— How to complete this task —
Each entry below needs to be transcribed verbatim; the images should not appear.

— Supplied data —
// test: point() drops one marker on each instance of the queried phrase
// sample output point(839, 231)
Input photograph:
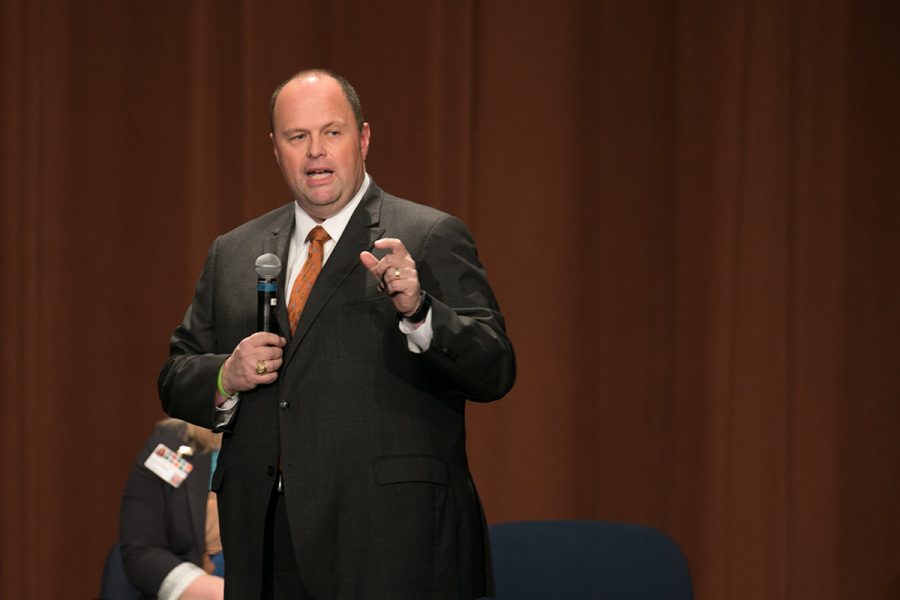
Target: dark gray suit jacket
point(371, 435)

— Exercise answer —
// test: point() drops one marker on each instance of the queried phrase
// sample output point(839, 231)
Input photograph:
Target: dark gray suit jacket
point(371, 435)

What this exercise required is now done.